● READING TEXT:
-*-*-

Sternal wound infection following cardiac surgery is a life-threatening complication associated with major increases in morbidity and mortality.16 As a result, many clinicians are concerned about proceeding with tracheostomy, as direct soiling of the healing sternal wound could result. Tracheostomy in critically ill patients does not lend itself easily to a randomized interventional trial. Furthermore, as both the exposure and outcome are relatively rare events, whether a tracheostomy is associated with an increased incidence of SWI can likely be answered only through an observational study.

It is obvious that patients in the group receiving a tracheostomy are very different from those in the non-tracheostomy group, and previous studies are limited by their lack of adjustment for potential confounders. Although Rahmanian et al. employed perhaps the most rigorous methodology to date in their study on the subject of SWI, the small number of events (13 in the respiratory failure patients) meant the OR (0.7) was imprecisely estimated (95% CI 0.2 to 2.4) and an increased risk could not be ruled out. The major problem with risk adjustment is the baseline differences between patients needing a tracheostomy and those who don’t, which is clearly illustrated in Table 1. It is almost impossible to overcome these large imbalances in patient characteristics with statistical modelling.17 We attempt to reduce these large imbalances in our secondary analyses, which are restricted to those patients most likely to receive a tracheostomy. When we employed these rigorous statistical methods to provide minimally biased estimates of the treatment effect, we continued to find that tracheostomy is associated with an increased risk of SWI in postoperative cardiac surgery patients.

Limitations

Our study is limited by several factors. First, although our data were prospectively collected, the study remained retrospective in nature as treatment allocation was not random. As a result, we cannot rule out the existence of confounding by indication. Furthermore, we are limited by missing data. For instance, we could not easily delineate the causative organisms for all documented cases of SWI, e.g., if the causative organisms were identical to those responsible for concurrent respiratory tract infections, this would strengthen any argument for causality. We also lack information on the surgical service performing the tracheostomy (cardiac surgery vs ear nose and throat), and on the location where the tracheostomy was performed (operating room vs patient’s room in the CSICU), which is almost certainly a surrogate for increased risk of infection. Such misclassification could have shifted our treatment effect.

-*-*-

● Records from a dataset:
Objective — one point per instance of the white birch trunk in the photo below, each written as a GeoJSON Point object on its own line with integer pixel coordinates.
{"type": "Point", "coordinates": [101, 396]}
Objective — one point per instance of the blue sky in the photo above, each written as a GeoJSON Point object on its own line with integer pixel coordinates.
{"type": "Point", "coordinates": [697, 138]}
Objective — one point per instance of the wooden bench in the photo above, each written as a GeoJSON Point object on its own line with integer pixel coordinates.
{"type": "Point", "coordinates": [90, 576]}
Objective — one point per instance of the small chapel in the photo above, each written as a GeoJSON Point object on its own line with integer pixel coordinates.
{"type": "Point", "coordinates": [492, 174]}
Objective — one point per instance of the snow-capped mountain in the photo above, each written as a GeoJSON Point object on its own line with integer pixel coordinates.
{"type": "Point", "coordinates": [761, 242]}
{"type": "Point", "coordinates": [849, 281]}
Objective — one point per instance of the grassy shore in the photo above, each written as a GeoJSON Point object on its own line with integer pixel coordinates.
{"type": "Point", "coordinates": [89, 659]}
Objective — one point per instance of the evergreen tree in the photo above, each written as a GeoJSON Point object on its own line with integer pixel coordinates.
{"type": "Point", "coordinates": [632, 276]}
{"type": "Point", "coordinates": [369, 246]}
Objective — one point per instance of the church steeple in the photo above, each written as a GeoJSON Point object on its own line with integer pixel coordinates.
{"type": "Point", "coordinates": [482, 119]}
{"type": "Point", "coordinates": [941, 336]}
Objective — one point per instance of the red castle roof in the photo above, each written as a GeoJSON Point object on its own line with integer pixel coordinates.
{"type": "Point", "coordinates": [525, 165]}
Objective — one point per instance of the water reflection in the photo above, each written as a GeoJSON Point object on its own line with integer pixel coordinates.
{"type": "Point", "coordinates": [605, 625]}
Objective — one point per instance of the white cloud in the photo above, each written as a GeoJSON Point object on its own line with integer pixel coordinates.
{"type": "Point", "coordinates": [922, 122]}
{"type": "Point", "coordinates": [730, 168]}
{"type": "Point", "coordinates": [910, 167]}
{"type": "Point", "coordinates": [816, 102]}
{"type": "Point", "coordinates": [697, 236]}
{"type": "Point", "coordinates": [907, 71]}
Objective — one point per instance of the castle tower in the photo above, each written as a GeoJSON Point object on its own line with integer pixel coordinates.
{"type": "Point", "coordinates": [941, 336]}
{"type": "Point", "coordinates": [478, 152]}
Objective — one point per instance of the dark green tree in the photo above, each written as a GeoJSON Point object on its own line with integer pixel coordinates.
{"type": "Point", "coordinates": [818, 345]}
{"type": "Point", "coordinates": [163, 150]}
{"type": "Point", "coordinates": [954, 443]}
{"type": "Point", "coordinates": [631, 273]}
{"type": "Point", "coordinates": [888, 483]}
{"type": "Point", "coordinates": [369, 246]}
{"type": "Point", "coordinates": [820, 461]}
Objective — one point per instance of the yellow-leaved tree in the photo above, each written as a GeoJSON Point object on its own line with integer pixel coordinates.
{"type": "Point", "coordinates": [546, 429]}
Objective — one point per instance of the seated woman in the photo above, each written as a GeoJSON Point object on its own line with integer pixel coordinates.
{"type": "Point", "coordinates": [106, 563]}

-*-*-

● QUESTIONS ON THE MATERIAL:
A. How would you put this sentence from the text on tracheostomy and sternal wound infection into Spanish: "Tracheostomy in critically ill patients does not lend itself easily to a randomized interventional trial."
B. Can you turn the paragraph beginning "Our study is limited by several factors" in the text on tracheostomy and sternal wound infection into a short bulleted list that keeps its main facts?
C. Could you write the next part of the text on tracheostomy and sternal wound infection, picking up right after its last sentence?

● ANSWERS FOR THIS EXERCISE:
A. La traqueostomía en pacientes en estado crítico no se presta fácilmente a un ensayo intervencional aleatorizado.

B.
- The study was retrospective even though the data were collected prospectively, because treatment allocation was not random. Confounding by indication therefore cannot be ruled out.
- Some data were missing. The causative organisms could not easily be identified for every documented case of SWI. Organisms matching those of concurrent respiratory tract infections would strengthen an argument for causality.
- There was no information on which surgical service performed the tracheostomy (cardiac surgery or ear, nose and throat).
- There was also no information on where it was performed (operating room or the patient's room in the CSICU).
- Such misclassification could have shifted the treatment effect.

C.
Second, the data on the timing of the onset of SWI were unreliable, and this may have influenced our ability to risk adjust for the treatment effect. Obviously a tracheostomy performed the day before the onset of a SWI is not likely to be causal. Third, the cohort being studied is limited to a single centre, which limits the generalizability of our findings. A multicentre prospective observational database may be the ideal way to evaluate this question.

Finally, analyses restricted to the highest risk patients by using propensity score methods are still subject to the effects of unknown confounders, and thus residual confounding is still possible.

In conclusion, this large single-centre observational study of cardiac surgery patients reports tracheostomy as an independent risk factor for SWI. Although tracheostomy offers several potential benefits, our analysis suggests these benefits may be outweighed by the risk of surgical site infection. With the high mortality experienced by patients with complicated and prolonged treatment following cardiac surgery, further studies on risk vs benefit of tracheostomy are warranted and specifically with regard to the timing of the procedure.